═════ EXTRACT TO READ ═════

Nagabodhi: When you were in the East, living as a monk, what part did chastity play in your own personal practice?

Bhante: I'm not so sure that it played a very active part. I knew I was expected to be celibate, and so I was. I accepted it as part of the deal, part of the spiritual life; but looking back, I don't think I regarded chastity as a PRACTICE, something I should WORK on.

I was chaste for many, many years, in body, and I think in speech. Unchastity of speech always displeased me from a quite early age. But I don't think I made a particular effort to eliminate sexual thoughts. I was more concerned with eradicating unmindfulness, and was much more distressed by angry or violent thoughts than I was by sexual thoughts - which I tended to think of as being more 'natural'.

But, even when I was in the army, these feelings, though strong, were very much at the background of my mind. I was finding the East so interesting. I was reading whatever Buddhist books I could get hold of; I was writing - it was a very exciting time for me. So even sexual THOUGHTS played a very minor part in my life. It was only when my thirst for such things as the Dharma, literature, poetry, and philosophy had been slaked to some extent that I started thinking about sex, towards the end of my stay in India.

Nagabodhi: In your experience of the modern Theravada, did the monks seem to be spotless in their practice of chastity?

Bhante: Some of them did talk to me about these things, and from what they said I gained the impression that most Theravada monks had committed minor breaches of celibacy, at least from time to time. I even met and heard of a few Theravada monks who had wives and children - though they kept them as secret as they could - but who none the less continued to wear the yellow robe and expected to be treated as monks.

Minor breaches of celibacy were generally overlooked, as if it was almost too much to expect of ordinary human beings that they should be completely celibate in body, even though they were monks. Among themselves, the attitude was fairly forgiving. After all, many of them had become monks purely for social reasons: because their parents wanted them to become monks, or because, by becoming monks, they could be sure of receiving a good education, or of achieving economic security. So there would be no question of any conflict between their breach of the precept and their spiritual aspiration. They were usually only concerned with what might happen if they were found out by the lay people.

═════

- **USING THE INFORMATION**
1/ In the interview on chastity, what things does Bhante say his thirst for had to be slaked to some extent before he started thinking about sex?
2/ Can you carry on the interview on chastity from where it stops?

═════ DATA EXCERPT ═════

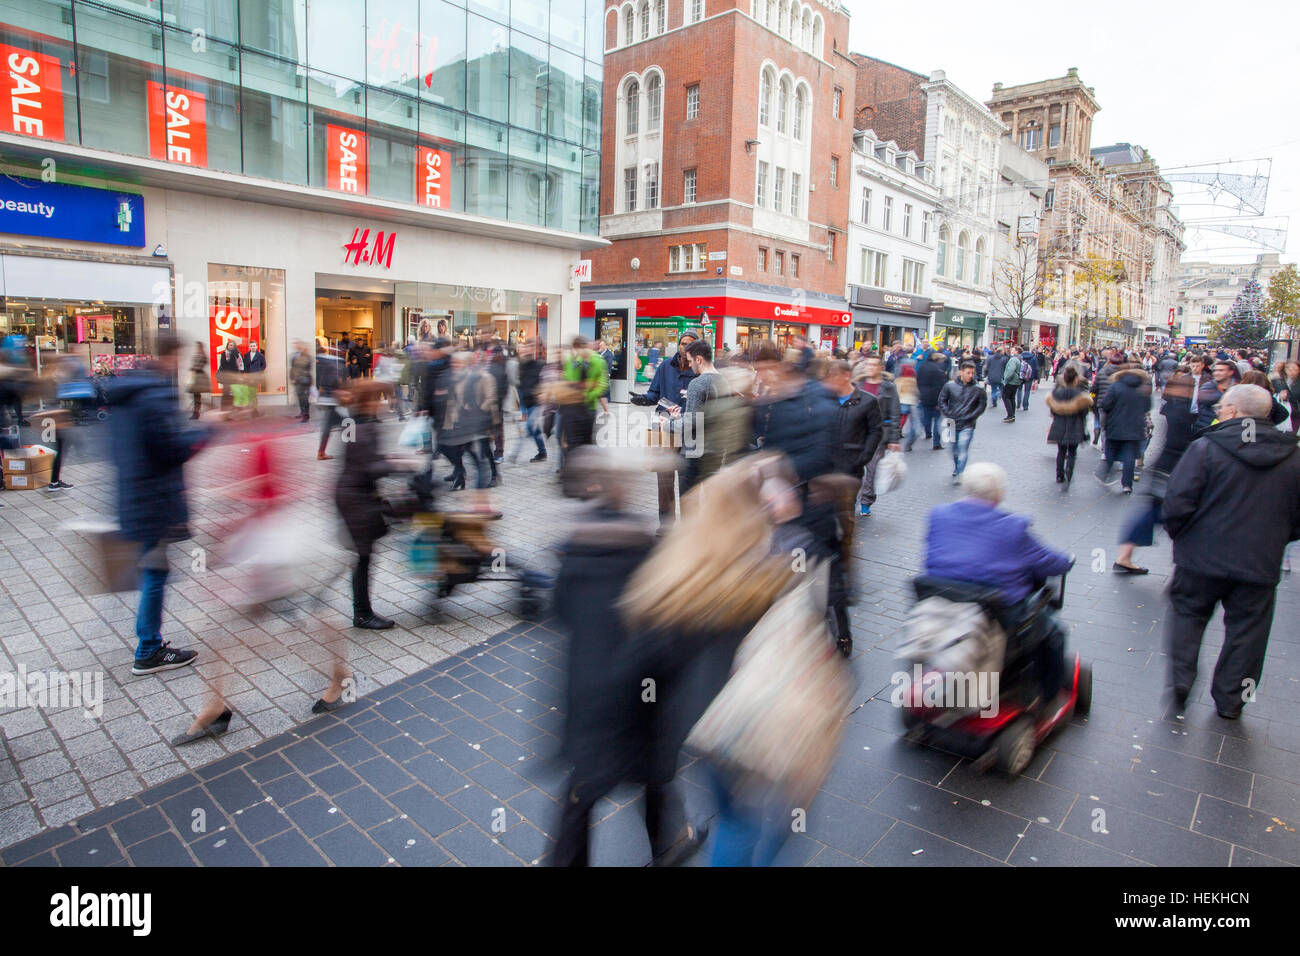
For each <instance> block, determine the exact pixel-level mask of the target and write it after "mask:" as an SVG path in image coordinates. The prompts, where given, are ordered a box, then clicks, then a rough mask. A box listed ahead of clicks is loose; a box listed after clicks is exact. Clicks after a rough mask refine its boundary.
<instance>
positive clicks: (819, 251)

═════

- **RESULTS OF THE EXERCISE**
1/ The Dharma, literature, poetry, and philosophy.

2/
Nagabodhi: Even so, in many traditional Buddhist countries, sex is the 'great divider', perhaps the major point of difference between the life of the monk and the life of the lay-person. The monk is chaste; the lay-person is not. Is this a fair observation?

Bhante: It is certainly fair with regard to the Theravada countries and those Mahayana countries where they do have celibate monks. But it wouldn't be a fair observation with regard to Japan, where celibate monks ceased to exist centuries ago, or to some of the sects of Tibetan Buddhism who do not emphasise the monastic life, and therefore do not emphasise celibacy.

In the Theravada world, the monks and the laity seem to have very little in common. They certainly don't seem be following one and the same spiritual path. The Mahayana's main emphasis, though, is on the Bodhisattva Ideal, and therefore on the development of the Bodhicitta (or 'Will to Enlightenment').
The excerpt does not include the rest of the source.